* _DESCRIPTION OF THE TASK_
How many lines in the data below contain the string "roof"? Reply with the number only.

(Data pulled from a collection)
-------------------------

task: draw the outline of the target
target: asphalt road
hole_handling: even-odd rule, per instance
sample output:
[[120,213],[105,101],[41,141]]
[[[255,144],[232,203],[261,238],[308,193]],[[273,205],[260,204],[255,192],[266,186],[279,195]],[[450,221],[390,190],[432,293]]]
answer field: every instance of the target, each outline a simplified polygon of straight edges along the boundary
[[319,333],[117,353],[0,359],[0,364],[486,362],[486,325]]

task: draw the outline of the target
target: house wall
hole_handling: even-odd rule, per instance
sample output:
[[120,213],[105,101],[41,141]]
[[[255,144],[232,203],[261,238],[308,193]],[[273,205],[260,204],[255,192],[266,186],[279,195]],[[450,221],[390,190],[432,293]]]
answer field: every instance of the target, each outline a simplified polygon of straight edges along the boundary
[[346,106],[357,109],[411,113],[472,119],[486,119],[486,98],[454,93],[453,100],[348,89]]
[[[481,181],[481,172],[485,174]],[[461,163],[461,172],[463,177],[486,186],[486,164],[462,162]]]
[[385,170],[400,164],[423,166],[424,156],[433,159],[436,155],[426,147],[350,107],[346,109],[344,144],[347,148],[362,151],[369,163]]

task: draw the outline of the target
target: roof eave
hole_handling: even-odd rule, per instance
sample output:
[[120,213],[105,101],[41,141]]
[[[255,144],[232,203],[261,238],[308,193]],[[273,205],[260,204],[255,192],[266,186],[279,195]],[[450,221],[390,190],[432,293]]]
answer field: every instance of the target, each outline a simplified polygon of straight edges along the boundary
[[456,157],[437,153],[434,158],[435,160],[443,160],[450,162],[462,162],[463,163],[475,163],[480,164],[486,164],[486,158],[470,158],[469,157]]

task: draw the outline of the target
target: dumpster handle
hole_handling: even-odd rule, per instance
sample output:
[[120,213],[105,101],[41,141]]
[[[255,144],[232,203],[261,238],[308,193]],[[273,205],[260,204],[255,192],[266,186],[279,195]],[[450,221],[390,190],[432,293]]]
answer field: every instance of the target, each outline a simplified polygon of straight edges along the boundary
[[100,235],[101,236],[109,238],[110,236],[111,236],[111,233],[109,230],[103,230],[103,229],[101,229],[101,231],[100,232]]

-------------------------

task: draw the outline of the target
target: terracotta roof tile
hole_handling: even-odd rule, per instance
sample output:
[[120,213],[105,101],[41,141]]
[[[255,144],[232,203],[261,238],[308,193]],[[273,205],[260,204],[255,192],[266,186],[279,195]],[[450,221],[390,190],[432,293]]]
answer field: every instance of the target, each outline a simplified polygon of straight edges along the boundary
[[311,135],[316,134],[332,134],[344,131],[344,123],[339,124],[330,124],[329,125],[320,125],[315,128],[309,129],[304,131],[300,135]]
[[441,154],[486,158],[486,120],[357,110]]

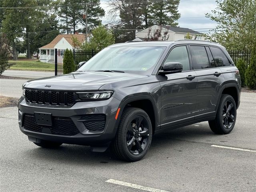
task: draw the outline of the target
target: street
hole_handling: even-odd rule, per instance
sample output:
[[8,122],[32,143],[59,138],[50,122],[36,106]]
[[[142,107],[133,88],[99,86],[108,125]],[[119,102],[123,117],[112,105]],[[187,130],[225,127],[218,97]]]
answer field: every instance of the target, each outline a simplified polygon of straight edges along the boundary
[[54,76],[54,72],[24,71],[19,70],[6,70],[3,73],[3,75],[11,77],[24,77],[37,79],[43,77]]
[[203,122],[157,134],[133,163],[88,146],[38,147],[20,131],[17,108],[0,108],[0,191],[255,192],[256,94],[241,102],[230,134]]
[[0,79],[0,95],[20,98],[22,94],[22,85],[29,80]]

-------------------------

* _OUTPUT BELOW_
2